=== Dataset ===

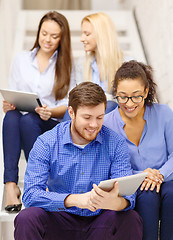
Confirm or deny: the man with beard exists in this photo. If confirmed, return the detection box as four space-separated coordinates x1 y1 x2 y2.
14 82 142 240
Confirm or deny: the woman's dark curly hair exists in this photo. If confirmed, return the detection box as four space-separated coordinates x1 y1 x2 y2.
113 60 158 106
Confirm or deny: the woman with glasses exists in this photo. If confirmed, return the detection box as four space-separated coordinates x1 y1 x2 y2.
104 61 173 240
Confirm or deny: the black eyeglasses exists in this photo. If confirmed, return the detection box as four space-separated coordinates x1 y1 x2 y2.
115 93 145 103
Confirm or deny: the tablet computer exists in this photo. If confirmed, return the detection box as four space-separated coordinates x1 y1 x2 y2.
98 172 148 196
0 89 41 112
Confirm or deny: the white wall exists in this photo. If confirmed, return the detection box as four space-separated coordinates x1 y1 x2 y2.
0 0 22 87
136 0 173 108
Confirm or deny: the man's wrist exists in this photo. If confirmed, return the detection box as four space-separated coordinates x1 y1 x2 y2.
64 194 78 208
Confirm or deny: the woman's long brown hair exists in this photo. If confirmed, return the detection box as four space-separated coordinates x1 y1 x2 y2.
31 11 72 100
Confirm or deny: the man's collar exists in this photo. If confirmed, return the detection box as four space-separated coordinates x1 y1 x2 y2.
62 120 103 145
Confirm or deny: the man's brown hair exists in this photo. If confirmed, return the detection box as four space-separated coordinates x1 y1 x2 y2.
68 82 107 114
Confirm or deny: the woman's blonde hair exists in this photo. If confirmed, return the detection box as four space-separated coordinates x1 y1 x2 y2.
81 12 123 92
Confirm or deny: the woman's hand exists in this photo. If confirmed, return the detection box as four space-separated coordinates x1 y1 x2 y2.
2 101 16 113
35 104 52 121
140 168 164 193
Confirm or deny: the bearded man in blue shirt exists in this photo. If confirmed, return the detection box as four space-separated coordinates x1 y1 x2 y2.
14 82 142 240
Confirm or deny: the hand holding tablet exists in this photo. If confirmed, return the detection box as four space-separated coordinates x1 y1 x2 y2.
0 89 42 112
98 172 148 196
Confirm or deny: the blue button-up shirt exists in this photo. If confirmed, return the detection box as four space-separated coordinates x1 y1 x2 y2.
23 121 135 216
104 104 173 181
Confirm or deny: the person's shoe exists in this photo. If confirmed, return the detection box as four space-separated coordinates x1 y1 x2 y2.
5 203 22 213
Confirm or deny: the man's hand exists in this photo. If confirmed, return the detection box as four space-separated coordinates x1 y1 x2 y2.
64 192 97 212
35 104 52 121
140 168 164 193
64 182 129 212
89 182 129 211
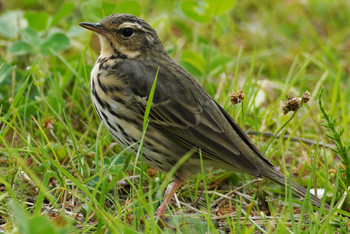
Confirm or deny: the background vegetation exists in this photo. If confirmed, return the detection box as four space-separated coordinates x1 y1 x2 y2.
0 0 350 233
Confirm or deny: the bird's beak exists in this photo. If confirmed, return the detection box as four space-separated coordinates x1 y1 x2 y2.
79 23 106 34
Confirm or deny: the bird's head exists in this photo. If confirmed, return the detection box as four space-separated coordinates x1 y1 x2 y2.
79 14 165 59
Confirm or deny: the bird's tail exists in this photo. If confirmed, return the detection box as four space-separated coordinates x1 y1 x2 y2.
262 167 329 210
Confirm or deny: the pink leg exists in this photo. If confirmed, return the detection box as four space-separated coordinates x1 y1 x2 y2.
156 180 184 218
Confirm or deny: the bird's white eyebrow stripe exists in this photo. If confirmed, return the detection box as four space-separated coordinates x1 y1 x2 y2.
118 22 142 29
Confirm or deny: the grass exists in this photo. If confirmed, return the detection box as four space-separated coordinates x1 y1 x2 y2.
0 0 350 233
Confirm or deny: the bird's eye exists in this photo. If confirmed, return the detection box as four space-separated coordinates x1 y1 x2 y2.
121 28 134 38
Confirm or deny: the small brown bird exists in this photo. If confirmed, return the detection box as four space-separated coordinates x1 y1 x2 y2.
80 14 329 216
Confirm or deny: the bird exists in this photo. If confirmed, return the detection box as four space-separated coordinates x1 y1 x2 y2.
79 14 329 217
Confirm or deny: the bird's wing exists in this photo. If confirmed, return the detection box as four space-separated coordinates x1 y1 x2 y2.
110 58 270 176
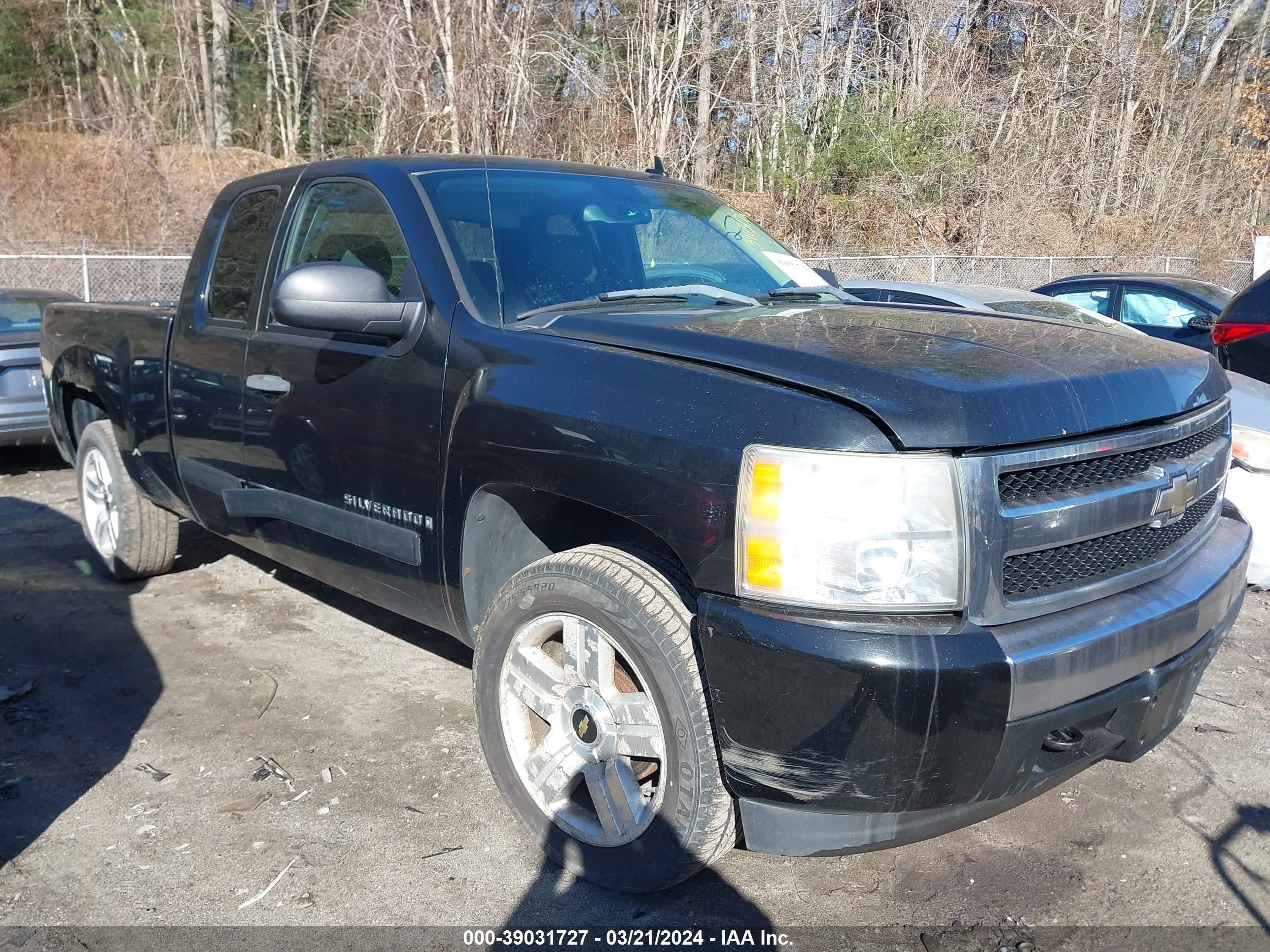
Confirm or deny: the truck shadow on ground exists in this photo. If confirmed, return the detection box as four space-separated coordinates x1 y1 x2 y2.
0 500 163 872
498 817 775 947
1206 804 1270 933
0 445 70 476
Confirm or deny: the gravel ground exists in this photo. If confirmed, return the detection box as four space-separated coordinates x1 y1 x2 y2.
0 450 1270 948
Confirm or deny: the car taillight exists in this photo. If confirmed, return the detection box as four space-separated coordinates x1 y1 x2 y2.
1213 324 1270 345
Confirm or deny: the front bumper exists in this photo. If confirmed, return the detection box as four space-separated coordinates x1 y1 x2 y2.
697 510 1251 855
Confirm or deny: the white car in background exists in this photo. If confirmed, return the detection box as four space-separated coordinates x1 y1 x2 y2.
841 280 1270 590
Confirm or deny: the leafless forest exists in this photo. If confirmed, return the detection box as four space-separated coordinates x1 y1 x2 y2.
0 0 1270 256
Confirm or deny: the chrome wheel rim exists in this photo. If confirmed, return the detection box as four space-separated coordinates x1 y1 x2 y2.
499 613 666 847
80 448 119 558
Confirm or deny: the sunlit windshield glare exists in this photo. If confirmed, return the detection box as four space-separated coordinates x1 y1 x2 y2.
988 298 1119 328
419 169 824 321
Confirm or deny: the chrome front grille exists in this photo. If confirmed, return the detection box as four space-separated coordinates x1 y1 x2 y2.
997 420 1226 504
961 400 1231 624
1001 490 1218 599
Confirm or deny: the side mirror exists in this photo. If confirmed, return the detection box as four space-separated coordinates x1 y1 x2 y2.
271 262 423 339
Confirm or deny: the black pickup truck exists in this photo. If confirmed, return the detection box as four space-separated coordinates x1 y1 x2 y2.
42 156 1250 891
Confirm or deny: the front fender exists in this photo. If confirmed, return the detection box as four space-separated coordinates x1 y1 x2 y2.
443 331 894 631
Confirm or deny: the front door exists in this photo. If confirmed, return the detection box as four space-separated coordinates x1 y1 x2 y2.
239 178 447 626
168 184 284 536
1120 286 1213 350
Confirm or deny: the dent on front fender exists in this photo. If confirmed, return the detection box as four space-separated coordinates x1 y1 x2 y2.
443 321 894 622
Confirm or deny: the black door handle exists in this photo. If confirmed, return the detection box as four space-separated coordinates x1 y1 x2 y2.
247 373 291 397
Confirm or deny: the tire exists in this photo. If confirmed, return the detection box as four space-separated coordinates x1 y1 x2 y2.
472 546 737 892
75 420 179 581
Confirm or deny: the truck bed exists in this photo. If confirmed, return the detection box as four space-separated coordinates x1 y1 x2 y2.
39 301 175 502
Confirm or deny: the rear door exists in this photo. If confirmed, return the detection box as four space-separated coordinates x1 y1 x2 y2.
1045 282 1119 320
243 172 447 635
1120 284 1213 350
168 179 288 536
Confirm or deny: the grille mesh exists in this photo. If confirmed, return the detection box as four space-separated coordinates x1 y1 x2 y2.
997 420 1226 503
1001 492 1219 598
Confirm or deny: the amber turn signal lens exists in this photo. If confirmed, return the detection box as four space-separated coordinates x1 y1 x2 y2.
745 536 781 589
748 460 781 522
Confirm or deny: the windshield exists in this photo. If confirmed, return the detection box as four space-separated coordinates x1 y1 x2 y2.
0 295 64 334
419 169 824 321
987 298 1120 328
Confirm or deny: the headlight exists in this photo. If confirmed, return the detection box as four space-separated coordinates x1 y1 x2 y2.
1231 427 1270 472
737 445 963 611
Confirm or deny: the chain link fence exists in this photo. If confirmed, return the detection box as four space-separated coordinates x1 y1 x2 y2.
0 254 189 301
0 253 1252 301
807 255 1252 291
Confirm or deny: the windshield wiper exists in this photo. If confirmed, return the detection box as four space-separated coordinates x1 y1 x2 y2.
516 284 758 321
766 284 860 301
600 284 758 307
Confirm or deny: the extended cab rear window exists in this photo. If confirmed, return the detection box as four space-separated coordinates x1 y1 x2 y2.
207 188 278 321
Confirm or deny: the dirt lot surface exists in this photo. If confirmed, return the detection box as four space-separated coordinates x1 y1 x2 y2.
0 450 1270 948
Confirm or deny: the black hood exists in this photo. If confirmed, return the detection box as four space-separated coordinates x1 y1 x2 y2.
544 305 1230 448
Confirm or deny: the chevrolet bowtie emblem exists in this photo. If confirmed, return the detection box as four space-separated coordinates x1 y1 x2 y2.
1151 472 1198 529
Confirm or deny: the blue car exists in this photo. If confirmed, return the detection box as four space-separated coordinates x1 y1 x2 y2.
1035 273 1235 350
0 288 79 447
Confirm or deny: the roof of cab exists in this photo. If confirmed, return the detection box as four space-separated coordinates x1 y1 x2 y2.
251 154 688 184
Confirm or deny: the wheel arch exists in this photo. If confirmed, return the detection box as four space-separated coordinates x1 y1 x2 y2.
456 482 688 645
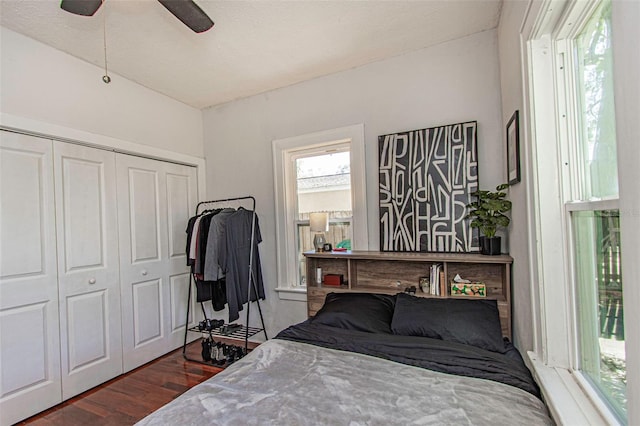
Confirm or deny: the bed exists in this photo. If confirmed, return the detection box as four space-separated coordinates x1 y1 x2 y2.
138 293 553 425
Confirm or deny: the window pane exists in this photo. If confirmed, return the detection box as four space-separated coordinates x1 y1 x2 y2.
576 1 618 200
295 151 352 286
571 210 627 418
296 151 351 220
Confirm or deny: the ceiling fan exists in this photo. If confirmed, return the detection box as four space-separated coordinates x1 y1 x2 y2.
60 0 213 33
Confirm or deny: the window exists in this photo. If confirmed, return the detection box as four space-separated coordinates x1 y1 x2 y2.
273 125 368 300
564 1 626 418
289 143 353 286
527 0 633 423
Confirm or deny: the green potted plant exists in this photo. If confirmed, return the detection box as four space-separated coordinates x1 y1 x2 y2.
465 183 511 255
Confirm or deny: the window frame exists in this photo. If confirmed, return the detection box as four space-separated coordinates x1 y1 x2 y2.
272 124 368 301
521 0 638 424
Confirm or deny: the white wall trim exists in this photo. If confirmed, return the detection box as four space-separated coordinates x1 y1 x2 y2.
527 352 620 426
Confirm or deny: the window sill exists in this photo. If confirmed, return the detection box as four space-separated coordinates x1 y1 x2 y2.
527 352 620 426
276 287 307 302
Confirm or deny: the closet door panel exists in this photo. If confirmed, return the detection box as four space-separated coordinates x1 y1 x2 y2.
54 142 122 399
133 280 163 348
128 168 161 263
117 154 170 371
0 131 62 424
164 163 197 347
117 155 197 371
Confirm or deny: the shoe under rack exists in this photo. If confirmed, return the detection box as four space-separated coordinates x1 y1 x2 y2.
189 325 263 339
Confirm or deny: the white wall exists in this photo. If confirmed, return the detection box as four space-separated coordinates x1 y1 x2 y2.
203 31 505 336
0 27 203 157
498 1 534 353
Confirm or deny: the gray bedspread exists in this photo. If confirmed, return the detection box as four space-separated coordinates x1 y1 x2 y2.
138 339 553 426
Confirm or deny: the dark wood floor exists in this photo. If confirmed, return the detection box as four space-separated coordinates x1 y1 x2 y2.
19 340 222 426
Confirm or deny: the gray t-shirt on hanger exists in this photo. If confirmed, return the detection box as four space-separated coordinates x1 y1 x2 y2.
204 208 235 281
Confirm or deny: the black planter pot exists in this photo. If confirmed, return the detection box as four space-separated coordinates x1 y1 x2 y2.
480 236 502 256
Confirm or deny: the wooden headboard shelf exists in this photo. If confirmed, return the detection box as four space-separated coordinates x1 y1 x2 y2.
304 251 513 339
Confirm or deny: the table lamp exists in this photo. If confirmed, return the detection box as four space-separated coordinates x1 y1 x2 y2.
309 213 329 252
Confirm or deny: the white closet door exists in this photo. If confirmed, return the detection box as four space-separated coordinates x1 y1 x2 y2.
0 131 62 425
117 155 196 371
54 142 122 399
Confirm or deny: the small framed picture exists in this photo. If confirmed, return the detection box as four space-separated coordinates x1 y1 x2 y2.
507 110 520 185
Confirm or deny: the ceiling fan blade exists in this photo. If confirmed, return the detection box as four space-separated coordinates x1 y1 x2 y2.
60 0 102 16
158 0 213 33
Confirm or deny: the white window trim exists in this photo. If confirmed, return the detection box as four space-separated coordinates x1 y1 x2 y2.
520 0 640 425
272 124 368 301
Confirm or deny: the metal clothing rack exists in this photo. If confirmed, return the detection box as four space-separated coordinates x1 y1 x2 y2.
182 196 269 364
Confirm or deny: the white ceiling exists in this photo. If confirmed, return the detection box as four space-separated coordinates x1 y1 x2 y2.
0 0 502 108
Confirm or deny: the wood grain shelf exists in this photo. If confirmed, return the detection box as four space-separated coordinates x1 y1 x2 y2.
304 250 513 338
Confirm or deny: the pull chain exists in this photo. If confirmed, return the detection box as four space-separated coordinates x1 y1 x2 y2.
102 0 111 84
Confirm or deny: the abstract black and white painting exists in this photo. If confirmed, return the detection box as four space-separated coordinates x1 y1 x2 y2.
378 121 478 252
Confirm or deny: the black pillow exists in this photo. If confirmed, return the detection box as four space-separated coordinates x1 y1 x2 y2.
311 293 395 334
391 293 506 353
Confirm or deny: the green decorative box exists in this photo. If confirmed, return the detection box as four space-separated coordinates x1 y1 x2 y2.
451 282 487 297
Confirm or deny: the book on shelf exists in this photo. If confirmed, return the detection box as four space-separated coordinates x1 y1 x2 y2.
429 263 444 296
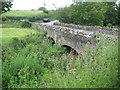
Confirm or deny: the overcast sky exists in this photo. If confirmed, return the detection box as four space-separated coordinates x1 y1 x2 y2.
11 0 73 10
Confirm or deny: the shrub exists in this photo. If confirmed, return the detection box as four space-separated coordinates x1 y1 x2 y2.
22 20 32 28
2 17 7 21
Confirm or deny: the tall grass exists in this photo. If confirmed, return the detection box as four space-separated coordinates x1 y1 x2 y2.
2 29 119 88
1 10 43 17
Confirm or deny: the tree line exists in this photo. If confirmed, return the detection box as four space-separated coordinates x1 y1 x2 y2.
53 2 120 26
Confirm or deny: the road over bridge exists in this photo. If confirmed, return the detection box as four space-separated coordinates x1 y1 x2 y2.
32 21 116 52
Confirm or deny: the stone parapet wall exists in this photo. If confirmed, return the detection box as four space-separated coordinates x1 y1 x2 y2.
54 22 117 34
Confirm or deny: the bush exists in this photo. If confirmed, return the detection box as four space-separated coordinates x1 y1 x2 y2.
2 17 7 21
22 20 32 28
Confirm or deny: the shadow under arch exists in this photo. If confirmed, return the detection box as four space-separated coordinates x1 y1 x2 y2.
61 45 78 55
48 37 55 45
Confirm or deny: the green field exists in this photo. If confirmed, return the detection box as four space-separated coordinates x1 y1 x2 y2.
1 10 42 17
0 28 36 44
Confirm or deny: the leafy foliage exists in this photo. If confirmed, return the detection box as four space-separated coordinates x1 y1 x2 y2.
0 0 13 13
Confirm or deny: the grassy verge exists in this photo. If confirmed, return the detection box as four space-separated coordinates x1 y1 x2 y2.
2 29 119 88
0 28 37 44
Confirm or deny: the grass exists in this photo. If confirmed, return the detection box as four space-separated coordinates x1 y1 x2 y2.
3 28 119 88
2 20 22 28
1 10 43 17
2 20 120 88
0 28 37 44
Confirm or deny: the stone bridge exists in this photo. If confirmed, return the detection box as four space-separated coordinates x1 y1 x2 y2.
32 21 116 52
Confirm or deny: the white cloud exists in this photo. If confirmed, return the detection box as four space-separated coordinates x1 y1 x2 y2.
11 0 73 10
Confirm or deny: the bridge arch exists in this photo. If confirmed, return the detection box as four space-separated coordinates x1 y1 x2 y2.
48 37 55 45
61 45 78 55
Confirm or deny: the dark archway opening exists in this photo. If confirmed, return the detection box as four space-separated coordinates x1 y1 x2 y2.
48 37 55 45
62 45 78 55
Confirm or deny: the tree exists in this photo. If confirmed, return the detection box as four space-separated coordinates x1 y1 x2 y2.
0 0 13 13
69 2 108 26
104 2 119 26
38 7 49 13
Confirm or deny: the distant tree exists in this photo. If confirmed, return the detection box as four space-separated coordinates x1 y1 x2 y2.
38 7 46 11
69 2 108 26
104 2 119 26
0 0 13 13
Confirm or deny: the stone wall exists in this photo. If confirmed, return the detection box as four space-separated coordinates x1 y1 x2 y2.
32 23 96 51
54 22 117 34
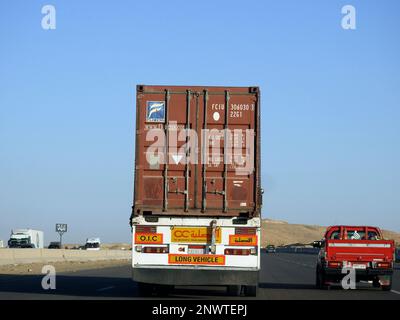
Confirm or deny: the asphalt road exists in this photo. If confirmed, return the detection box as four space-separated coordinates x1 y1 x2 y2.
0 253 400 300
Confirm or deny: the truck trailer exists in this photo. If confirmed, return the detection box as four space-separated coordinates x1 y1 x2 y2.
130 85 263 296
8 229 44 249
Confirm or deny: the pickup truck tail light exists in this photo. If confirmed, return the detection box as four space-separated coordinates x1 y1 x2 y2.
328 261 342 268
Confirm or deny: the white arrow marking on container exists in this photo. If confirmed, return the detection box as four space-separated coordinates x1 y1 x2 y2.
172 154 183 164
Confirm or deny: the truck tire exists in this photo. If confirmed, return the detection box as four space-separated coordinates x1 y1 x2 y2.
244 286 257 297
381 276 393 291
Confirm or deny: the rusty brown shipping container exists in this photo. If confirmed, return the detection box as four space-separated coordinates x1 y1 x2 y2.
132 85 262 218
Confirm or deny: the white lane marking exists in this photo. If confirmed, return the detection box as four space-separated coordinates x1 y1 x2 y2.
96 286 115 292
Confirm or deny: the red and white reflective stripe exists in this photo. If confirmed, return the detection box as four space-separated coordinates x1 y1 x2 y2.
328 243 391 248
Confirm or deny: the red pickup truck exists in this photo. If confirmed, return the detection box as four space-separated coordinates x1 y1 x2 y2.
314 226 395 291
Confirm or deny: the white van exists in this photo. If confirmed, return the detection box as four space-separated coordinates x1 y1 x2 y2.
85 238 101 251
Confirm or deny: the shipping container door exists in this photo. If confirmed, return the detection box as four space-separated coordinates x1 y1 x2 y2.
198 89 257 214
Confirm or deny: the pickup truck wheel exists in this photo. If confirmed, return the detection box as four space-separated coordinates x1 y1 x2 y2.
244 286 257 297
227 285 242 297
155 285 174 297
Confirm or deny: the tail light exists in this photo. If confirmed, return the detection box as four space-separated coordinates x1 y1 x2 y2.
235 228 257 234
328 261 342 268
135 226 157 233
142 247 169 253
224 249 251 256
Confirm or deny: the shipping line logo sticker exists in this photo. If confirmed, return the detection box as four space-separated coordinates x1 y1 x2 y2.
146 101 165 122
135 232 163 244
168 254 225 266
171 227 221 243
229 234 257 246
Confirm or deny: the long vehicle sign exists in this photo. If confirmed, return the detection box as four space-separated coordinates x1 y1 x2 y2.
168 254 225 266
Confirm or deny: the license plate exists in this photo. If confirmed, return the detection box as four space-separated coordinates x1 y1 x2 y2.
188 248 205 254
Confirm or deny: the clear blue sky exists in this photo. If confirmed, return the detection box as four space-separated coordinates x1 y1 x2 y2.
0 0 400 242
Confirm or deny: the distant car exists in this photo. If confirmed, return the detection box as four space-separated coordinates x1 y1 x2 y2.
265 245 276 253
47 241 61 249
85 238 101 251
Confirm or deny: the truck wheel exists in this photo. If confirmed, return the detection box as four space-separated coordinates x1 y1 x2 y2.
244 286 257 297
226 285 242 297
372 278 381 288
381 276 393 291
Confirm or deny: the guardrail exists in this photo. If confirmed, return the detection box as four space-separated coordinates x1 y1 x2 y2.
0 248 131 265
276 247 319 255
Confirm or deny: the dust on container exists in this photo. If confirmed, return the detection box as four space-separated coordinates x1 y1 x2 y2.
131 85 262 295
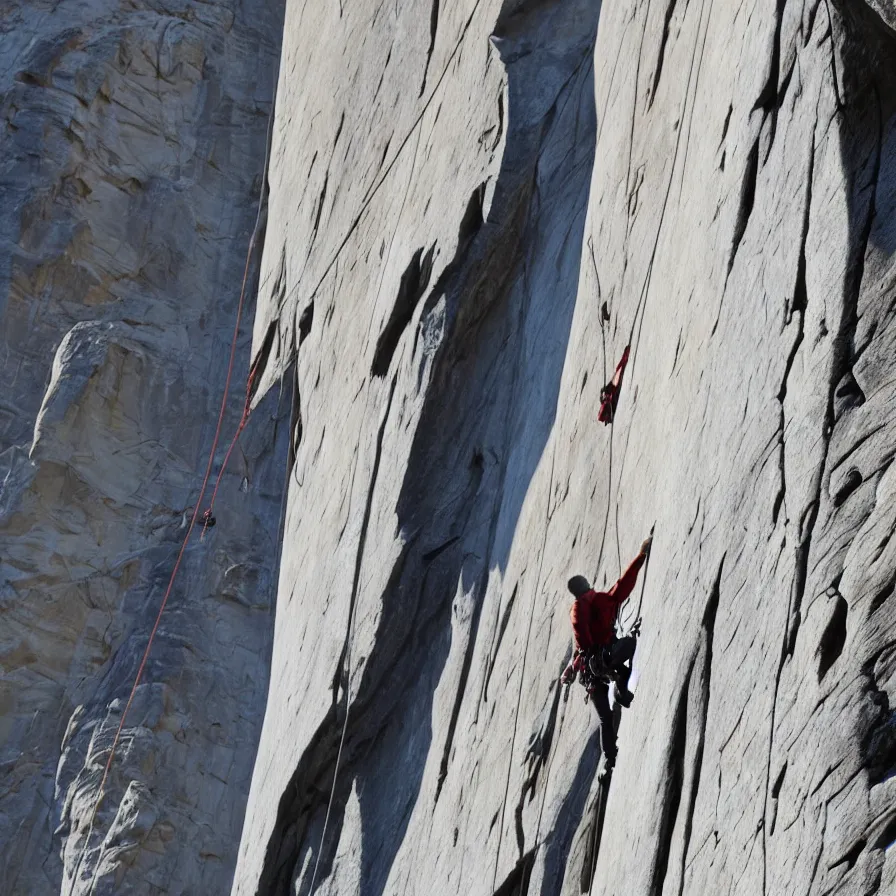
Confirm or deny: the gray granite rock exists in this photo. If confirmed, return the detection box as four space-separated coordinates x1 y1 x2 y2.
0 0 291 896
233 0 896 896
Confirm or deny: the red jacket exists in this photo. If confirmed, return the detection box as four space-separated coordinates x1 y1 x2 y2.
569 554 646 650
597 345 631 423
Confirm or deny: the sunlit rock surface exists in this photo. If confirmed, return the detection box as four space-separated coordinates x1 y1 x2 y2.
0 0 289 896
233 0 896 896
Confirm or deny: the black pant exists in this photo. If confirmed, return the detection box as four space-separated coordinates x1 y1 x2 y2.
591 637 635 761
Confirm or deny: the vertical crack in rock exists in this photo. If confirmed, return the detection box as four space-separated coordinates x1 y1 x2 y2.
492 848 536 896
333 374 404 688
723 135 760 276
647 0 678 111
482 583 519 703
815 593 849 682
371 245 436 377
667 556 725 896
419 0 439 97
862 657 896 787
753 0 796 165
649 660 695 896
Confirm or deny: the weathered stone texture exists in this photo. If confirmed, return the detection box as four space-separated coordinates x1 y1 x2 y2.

===

Problem statement: Recast the material from the line with "Confirm or deny: the bed" to the line with "189 325 263 339" as a numbered list, one line per item, skipping any blank lines.

Complete output:
1. Confirm or deny: the bed exists in this photo. If confirmed, return the detection box as four space-separated coordinates x1 y1 x2 y2.
2. 138 293 553 425
3. Confirm or deny: the window pane exists in this photo. If confirmed, return the detection box as four space-separated coordinates x1 y1 x2 y2.
4. 576 1 618 200
5. 295 151 352 286
6. 571 210 627 418
7. 296 151 351 220
8. Confirm or deny: the ceiling fan exists in this photo. If confirmed, return the detection box as four space-separated coordinates x1 y1 x2 y2.
9. 60 0 213 33
10. Confirm or deny: the window exists in this photo. If confirmed, return the detection box as four space-separated coordinates x1 y1 x2 y2.
11. 273 125 368 300
12. 564 1 626 418
13. 289 143 353 286
14. 527 0 633 423
15. Confirm or deny: the green potted plant exists in this photo. If confirmed, return the detection box as four space-separated coordinates x1 y1 x2 y2.
16. 465 183 511 255
17. Confirm or deny: the window frame exists in this photo. If confirmed, return the detection box as four space-separated coordinates x1 y1 x2 y2.
18. 272 124 368 301
19. 521 0 638 424
20. Confirm or deny: the white wall trim exists in this photo. If confirmed, return the detection box as four space-separated coordinates x1 y1 x2 y2.
21. 527 352 620 426
22. Confirm or deny: the window sill exists in this photo. If confirmed, return the detection box as four space-separated coordinates x1 y1 x2 y2.
23. 527 352 620 426
24. 276 287 307 302
25. Confirm or deny: the closet door panel exists in this photo. If confirmed, return the detection box as four space-separated coordinates x1 y1 x2 y2.
26. 54 142 122 399
27. 133 280 163 348
28. 128 168 161 263
29. 117 154 170 371
30. 0 131 62 424
31. 164 163 197 347
32. 117 155 197 371
33. Confirm or deny: the shoe under rack exists in this photo. If confirmed, return the detection box as four space-separated coordinates x1 y1 x2 y2.
34. 189 325 263 339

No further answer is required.